Photo-based referring expression data:
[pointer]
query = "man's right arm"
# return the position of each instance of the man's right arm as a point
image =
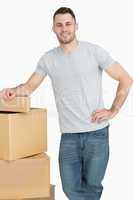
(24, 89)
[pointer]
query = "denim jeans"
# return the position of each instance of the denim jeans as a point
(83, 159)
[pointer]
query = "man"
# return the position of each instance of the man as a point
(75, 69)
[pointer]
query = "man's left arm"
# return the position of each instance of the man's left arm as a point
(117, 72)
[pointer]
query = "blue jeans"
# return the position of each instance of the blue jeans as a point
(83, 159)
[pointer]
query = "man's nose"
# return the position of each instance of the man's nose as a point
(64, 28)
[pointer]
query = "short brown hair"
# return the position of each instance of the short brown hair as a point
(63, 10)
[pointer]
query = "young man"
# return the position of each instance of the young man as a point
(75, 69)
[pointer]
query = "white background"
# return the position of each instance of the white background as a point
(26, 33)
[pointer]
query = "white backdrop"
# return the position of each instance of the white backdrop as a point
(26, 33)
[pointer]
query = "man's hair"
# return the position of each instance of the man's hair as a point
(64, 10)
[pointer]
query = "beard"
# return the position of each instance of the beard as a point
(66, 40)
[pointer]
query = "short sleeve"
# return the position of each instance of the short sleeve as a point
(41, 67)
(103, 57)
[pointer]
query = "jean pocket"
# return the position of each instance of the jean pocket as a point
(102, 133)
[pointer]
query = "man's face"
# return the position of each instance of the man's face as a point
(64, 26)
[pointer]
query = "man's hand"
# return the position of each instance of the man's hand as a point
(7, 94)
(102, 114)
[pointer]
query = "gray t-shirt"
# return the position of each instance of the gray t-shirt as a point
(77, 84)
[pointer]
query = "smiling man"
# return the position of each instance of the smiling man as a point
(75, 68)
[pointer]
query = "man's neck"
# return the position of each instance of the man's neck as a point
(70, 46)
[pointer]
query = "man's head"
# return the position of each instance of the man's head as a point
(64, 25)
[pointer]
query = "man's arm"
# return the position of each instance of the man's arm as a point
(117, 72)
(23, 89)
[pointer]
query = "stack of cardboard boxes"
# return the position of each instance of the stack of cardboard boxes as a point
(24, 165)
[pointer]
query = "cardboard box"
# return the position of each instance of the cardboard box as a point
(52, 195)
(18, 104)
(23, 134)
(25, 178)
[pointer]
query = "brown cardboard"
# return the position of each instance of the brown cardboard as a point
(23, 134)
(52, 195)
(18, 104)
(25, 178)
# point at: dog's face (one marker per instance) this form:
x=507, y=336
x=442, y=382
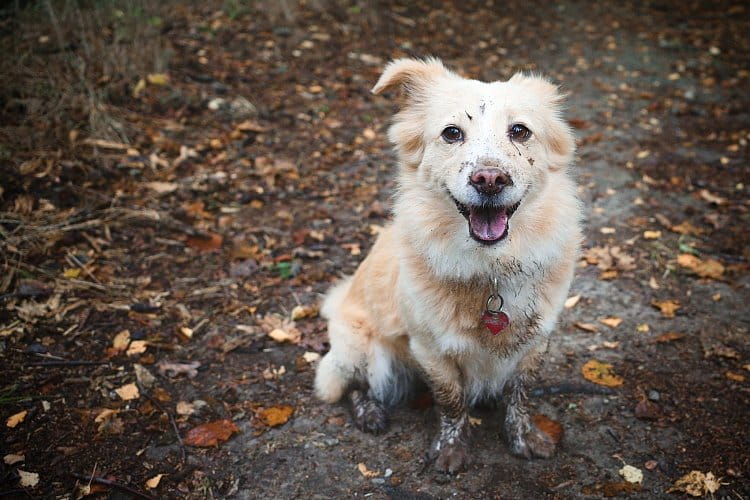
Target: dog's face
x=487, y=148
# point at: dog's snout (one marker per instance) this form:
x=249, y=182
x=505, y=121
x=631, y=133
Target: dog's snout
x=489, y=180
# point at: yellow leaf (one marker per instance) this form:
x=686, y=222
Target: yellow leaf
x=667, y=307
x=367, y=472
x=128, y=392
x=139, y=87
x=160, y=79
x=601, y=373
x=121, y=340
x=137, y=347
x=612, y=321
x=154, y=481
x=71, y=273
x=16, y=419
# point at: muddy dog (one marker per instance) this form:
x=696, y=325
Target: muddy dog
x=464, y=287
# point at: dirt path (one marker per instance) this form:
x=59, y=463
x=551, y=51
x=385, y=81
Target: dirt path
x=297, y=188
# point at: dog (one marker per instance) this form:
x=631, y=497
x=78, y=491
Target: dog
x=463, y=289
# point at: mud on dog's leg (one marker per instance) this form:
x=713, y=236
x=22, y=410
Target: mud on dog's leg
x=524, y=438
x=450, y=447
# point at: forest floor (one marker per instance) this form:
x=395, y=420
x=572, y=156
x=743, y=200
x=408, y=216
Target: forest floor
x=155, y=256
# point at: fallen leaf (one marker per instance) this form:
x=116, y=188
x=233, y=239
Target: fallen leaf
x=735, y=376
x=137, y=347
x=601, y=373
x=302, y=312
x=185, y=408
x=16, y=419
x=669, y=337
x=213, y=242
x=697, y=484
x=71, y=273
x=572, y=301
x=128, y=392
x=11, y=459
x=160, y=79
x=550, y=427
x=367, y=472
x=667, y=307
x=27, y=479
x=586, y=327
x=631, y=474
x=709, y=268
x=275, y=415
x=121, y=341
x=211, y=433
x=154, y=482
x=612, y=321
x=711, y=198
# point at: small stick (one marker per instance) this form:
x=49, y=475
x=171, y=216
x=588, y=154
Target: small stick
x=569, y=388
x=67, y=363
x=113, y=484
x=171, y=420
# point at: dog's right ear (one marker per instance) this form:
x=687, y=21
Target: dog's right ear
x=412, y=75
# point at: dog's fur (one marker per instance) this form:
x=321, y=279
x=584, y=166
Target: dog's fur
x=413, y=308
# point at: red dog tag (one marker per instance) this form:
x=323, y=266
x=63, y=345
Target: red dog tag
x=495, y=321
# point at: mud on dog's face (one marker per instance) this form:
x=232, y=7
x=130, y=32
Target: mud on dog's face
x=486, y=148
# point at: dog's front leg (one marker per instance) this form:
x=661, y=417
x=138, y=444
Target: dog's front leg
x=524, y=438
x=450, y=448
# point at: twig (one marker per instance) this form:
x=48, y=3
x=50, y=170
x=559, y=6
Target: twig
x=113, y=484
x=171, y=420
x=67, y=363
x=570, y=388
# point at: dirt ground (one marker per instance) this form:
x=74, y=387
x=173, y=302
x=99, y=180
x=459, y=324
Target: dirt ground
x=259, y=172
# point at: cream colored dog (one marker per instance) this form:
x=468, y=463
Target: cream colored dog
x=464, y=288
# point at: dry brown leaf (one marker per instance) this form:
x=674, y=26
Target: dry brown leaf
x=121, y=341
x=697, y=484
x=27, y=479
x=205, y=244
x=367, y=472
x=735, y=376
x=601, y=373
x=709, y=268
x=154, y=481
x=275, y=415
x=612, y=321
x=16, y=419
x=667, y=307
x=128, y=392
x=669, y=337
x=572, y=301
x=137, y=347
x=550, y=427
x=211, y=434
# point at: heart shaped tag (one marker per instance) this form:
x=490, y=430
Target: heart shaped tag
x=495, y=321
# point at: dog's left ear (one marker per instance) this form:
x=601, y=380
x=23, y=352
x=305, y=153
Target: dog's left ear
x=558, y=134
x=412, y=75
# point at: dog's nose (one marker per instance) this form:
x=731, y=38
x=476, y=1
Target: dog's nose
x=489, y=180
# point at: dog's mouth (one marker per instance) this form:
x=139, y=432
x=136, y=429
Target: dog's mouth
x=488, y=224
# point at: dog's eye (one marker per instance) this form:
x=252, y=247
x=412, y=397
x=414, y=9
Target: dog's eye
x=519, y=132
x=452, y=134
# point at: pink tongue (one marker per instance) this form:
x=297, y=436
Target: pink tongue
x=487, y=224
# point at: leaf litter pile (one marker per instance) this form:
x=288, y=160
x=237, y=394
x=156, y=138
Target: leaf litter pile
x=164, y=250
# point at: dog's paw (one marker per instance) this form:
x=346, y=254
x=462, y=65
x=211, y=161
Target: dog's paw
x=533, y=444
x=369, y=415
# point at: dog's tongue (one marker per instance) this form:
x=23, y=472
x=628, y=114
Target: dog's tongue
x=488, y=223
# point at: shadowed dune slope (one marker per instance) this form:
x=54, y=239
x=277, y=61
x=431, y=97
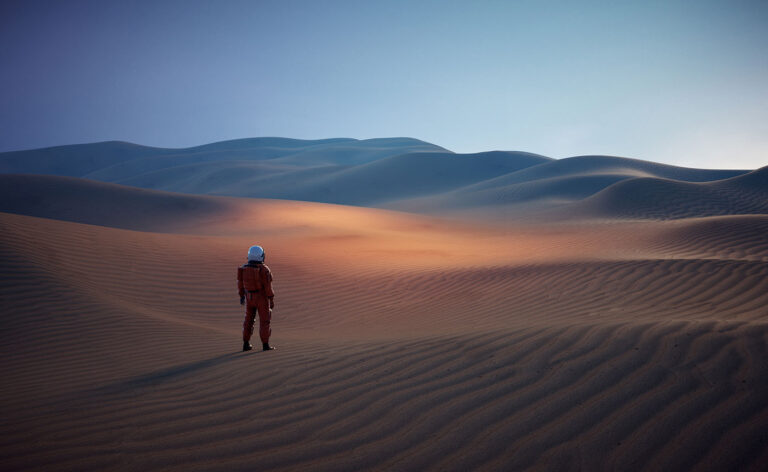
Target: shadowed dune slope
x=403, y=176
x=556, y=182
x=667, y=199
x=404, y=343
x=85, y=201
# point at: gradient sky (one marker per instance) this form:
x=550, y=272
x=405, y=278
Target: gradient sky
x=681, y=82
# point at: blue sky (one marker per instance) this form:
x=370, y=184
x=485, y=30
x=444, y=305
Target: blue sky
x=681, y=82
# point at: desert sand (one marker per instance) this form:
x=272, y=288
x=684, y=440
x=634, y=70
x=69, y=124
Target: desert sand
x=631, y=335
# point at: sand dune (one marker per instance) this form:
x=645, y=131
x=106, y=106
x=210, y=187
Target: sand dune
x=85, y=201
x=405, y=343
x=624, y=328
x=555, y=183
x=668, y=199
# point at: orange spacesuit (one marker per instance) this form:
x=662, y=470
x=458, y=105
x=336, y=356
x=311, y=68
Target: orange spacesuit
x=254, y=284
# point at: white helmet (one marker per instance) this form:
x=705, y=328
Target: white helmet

* * *

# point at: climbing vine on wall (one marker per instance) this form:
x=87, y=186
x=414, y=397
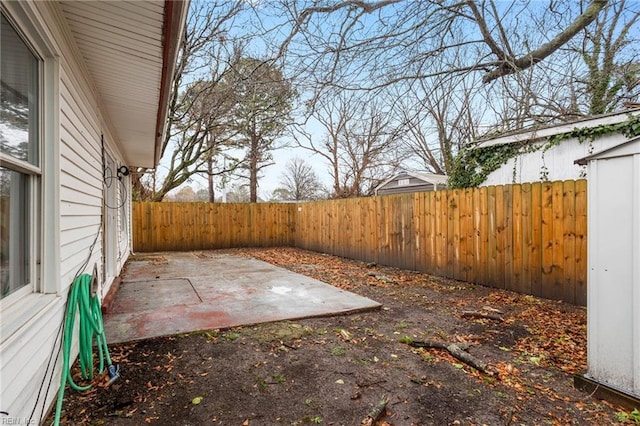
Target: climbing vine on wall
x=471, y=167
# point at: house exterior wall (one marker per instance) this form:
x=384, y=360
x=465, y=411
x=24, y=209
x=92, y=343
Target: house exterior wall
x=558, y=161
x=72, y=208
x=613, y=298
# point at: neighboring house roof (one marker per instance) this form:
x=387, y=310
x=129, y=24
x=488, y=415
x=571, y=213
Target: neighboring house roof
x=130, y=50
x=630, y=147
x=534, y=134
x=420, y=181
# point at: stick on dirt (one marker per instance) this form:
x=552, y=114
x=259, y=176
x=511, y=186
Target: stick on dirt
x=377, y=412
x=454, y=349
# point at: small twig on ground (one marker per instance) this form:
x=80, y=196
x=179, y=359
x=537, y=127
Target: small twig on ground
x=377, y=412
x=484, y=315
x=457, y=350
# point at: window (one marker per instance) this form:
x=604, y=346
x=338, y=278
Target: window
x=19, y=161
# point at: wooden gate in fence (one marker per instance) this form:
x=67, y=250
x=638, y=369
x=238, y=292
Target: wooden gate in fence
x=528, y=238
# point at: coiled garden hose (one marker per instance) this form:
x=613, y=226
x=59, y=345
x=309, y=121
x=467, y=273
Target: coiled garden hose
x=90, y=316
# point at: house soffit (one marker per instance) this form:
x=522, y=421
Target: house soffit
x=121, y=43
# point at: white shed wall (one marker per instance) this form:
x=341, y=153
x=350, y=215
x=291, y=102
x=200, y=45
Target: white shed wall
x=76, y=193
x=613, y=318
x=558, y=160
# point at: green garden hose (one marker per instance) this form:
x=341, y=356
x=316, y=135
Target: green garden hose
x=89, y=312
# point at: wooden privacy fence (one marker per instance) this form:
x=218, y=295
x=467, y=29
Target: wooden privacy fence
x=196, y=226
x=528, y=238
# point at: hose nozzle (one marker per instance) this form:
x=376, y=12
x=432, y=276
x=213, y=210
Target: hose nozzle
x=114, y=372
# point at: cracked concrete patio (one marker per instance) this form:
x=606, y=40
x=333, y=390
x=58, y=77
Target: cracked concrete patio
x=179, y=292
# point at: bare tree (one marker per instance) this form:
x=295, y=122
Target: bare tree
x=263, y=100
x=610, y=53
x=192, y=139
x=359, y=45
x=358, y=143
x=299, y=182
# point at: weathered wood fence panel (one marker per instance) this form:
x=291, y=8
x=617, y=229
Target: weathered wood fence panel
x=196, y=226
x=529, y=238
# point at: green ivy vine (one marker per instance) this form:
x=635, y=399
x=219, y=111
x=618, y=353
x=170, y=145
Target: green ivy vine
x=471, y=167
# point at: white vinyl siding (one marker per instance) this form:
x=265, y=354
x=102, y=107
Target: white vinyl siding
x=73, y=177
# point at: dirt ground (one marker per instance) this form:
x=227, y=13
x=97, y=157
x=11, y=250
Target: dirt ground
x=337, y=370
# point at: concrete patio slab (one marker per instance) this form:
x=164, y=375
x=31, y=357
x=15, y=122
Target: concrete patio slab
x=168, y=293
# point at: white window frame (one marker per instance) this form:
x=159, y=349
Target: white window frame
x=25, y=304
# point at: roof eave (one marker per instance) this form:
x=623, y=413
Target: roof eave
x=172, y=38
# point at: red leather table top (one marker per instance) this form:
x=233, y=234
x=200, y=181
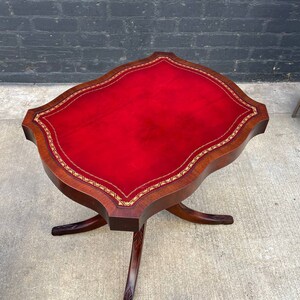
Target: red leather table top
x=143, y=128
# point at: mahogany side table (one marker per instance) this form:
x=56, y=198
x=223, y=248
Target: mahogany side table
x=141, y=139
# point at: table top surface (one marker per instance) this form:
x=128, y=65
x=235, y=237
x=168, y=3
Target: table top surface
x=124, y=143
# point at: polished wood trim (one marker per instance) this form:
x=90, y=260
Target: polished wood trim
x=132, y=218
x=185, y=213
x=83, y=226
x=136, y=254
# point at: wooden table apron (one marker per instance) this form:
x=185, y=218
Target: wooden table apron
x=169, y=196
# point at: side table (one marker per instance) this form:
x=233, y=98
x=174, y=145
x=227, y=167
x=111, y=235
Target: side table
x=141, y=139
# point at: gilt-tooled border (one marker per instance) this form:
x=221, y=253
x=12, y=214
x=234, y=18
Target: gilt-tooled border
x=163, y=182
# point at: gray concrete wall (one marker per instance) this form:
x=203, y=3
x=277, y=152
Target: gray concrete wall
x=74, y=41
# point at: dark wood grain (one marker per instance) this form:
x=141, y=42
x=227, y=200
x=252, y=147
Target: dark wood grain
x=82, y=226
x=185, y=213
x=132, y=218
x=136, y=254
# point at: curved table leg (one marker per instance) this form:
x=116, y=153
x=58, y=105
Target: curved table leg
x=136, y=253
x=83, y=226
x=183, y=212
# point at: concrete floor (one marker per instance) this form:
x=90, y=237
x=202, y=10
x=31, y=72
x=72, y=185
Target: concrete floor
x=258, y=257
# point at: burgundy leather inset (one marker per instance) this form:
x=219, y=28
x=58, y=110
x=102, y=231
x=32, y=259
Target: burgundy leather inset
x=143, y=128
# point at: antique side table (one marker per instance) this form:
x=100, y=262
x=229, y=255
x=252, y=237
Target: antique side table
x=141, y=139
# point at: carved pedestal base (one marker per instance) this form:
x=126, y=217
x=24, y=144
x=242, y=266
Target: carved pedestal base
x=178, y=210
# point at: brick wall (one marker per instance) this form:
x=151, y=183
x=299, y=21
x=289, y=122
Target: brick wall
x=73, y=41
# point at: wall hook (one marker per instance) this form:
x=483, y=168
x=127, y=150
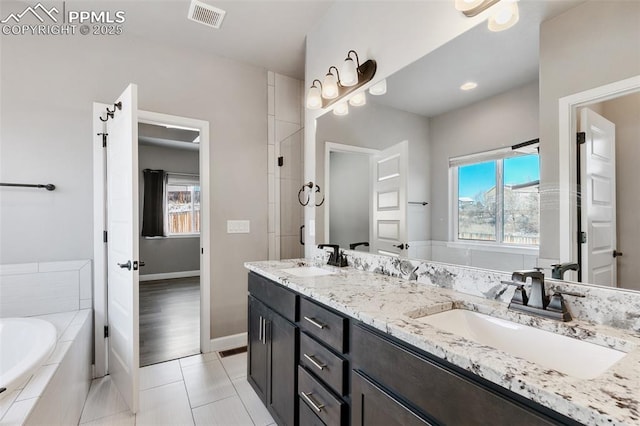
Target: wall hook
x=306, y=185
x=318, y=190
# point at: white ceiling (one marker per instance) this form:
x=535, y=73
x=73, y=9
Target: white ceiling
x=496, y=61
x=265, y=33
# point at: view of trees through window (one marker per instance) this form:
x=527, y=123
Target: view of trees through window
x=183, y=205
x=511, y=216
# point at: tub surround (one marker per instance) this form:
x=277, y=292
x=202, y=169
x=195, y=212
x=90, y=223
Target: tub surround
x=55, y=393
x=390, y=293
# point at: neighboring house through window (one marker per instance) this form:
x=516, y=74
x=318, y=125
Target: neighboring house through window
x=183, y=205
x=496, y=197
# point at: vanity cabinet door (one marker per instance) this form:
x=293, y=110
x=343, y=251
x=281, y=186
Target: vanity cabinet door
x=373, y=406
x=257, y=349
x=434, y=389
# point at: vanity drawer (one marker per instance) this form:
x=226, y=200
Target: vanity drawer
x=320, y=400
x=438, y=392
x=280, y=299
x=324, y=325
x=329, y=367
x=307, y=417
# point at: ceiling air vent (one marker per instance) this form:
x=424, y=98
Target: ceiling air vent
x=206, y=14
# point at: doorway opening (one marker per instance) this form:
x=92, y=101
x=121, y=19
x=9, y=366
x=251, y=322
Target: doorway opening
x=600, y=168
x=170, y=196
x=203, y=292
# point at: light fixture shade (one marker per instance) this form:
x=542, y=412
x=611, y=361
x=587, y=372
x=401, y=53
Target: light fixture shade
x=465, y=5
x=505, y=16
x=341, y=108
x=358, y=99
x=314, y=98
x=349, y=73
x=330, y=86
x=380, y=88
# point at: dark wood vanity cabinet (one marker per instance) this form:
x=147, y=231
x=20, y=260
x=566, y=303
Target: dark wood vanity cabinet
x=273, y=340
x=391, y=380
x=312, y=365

• _WHAT YOU NEED TO DO_: Using the data above, copy exactly the lines from the one containing "# return the position of each instance of the cardboard" to the one containing "x=233, y=239", inclusive. Exclude the pictures.

• _SOLUTION_:
# return the position of each instance of the cardboard box as a point
(52, 195)
(18, 104)
(23, 134)
(25, 178)
[pointer]
query = "brown cardboard"
# return the position of each instance of the brown cardboard as a point
(23, 134)
(52, 195)
(18, 104)
(25, 178)
# point at: dog's face (one marker per instance) this form:
x=507, y=336
x=442, y=382
Target: dog's face
x=487, y=148
# point at: dog's snout (one marker per instance) this form:
x=249, y=182
x=505, y=121
x=631, y=133
Target: dog's snout
x=489, y=180
# point at: yellow leaf (one marker per instance) this form:
x=686, y=222
Target: yellow leaf
x=667, y=307
x=367, y=472
x=128, y=392
x=139, y=87
x=160, y=79
x=601, y=373
x=121, y=340
x=137, y=347
x=612, y=321
x=154, y=481
x=71, y=273
x=16, y=419
# point at: muddy dog (one marker per instance) this form:
x=696, y=325
Target: muddy dog
x=464, y=287
# point at: dirt path (one marker per instance) this form:
x=59, y=463
x=551, y=51
x=385, y=81
Target: dirt path
x=297, y=188
# point at: dog (one marker per instance) this form:
x=631, y=497
x=78, y=491
Target: dog
x=463, y=289
# point at: mud on dog's leg (one marker per instance) this form:
x=713, y=236
x=22, y=410
Target: mud on dog's leg
x=524, y=438
x=450, y=447
# point at: forest floor (one marker per instance) this form:
x=395, y=420
x=572, y=156
x=743, y=200
x=408, y=216
Target: forest floor
x=155, y=256
# point at: fallen leaf (one marker per instance) this form:
x=116, y=188
x=233, y=239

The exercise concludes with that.